**TASK BRIEF:** Please show every line in the items below that contains the word "column".

**AVAILABLE RECORDS:**
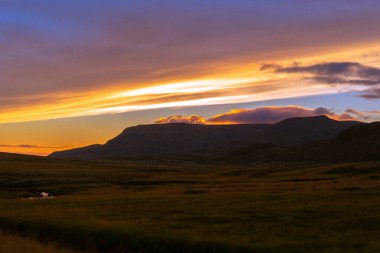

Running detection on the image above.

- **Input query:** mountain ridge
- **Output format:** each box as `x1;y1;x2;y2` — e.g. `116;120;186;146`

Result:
50;116;360;160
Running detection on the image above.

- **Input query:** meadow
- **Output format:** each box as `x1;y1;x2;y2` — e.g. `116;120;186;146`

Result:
0;156;380;253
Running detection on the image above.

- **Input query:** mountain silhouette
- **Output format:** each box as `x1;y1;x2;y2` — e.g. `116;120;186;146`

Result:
50;116;359;160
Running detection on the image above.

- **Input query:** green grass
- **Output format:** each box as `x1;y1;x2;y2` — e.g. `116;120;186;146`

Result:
0;158;380;253
0;234;79;253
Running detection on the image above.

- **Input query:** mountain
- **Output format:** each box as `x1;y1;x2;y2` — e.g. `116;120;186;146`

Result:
224;122;380;162
50;116;359;160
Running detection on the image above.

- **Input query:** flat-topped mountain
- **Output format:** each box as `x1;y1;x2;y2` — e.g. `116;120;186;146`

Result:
50;116;359;159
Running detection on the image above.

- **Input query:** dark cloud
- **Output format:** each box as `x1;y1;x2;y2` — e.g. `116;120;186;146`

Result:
155;106;355;124
262;62;380;99
0;144;71;149
207;106;335;124
0;0;380;102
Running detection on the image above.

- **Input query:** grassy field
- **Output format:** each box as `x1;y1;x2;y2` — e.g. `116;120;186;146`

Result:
0;157;380;253
0;234;80;253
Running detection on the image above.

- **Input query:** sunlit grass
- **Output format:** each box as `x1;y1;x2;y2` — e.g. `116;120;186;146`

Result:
0;157;380;253
0;234;80;253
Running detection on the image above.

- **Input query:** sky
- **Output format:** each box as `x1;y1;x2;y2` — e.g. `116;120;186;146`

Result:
0;0;380;155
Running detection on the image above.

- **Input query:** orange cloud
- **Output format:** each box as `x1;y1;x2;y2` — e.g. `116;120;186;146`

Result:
154;115;206;124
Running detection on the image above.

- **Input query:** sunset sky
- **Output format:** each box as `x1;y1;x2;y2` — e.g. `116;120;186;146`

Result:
0;0;380;155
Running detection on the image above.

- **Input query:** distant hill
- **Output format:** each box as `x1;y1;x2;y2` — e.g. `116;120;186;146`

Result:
223;122;380;162
50;116;359;160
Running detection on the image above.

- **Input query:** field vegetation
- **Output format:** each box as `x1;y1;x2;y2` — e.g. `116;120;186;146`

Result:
0;156;380;253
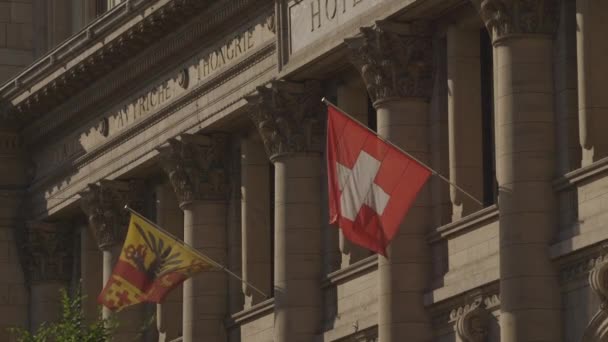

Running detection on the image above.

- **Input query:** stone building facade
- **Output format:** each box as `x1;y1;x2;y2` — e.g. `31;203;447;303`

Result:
0;0;608;342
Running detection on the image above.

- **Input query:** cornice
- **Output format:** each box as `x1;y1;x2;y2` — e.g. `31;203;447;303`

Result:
25;0;266;145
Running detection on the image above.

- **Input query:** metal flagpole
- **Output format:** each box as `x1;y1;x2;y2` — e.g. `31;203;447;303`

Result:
321;97;483;208
125;205;270;299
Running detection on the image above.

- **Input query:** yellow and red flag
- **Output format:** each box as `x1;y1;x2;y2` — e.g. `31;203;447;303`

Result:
97;212;215;311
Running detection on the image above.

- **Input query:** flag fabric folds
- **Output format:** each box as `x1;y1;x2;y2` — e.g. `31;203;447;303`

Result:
327;105;431;256
97;213;215;311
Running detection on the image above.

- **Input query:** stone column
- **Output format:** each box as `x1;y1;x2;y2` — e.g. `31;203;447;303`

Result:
247;81;322;342
447;26;483;221
241;132;272;309
328;80;371;268
159;134;228;342
80;180;143;339
155;184;184;342
480;0;562;342
24;222;73;331
576;0;608;166
346;22;432;342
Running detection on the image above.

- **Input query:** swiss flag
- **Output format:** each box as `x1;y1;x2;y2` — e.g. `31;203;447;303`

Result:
327;105;431;256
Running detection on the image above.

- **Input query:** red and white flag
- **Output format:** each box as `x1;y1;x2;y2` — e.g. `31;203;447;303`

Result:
327;106;431;256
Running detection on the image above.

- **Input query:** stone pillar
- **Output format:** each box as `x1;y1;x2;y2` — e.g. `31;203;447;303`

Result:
80;180;144;339
346;22;432;342
241;132;272;309
480;0;562;342
447;26;483;221
576;0;608;166
24;222;73;331
247;81;322;342
328;80;371;268
159;134;228;342
0;114;28;341
156;184;184;342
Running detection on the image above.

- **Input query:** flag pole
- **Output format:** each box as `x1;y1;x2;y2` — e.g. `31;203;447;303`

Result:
321;97;483;208
125;205;270;299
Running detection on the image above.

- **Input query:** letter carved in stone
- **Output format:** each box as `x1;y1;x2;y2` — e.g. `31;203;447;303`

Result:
246;81;323;160
158;133;228;206
345;21;433;102
80;180;142;250
23;222;74;283
473;0;558;41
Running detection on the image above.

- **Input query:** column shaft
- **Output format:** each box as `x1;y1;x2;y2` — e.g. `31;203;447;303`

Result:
447;26;483;221
576;0;608;166
274;153;321;342
376;98;432;342
494;36;561;342
182;200;228;342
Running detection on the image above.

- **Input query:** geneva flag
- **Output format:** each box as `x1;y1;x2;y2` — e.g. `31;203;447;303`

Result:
327;106;431;256
97;213;214;311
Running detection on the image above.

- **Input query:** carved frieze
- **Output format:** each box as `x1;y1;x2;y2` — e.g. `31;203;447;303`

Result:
80;180;143;250
23;222;74;284
475;0;558;41
345;21;433;102
158;133;228;206
246;81;323;160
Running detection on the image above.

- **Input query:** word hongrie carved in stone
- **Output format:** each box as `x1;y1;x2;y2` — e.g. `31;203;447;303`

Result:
80;180;143;250
473;0;558;40
246;81;323;160
23;221;74;283
345;21;433;102
157;133;228;207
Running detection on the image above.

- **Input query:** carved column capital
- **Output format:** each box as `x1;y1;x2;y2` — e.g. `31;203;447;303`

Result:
246;81;323;160
80;180;143;250
345;21;433;103
450;292;491;342
157;133;228;207
474;0;558;41
23;221;74;284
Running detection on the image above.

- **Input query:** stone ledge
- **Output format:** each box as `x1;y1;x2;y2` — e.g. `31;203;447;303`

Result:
553;157;608;192
226;298;274;328
427;204;498;243
321;255;378;288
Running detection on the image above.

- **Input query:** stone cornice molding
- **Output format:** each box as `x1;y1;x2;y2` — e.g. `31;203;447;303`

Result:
246;81;323;160
0;0;214;123
582;245;608;342
80;180;143;250
345;21;433;104
473;0;558;42
157;133;229;208
22;221;74;284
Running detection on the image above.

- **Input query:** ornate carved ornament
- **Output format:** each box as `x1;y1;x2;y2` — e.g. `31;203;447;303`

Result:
158;133;229;206
582;246;608;342
80;180;143;250
345;21;433;102
474;0;558;41
22;222;74;284
246;81;323;160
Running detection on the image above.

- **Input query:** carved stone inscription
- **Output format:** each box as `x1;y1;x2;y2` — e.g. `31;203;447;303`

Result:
289;0;382;53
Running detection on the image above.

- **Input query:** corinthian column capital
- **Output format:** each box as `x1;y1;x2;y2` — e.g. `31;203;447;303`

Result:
473;0;558;41
158;133;228;206
345;21;433;102
246;81;322;160
80;180;142;250
22;221;74;284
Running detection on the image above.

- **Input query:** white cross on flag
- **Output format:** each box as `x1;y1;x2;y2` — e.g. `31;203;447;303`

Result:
327;106;431;256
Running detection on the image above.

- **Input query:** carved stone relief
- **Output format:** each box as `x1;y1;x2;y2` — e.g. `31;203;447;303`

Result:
345;21;433;102
474;0;558;40
23;222;74;284
158;133;228;206
246;81;323;160
80;180;143;250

**OUTPUT FOR THIS TASK:**
- **Input query:** stone column
- **Input query:** column shaft
- **Input query:** carved column capital
- **Input query:** corinthian column capital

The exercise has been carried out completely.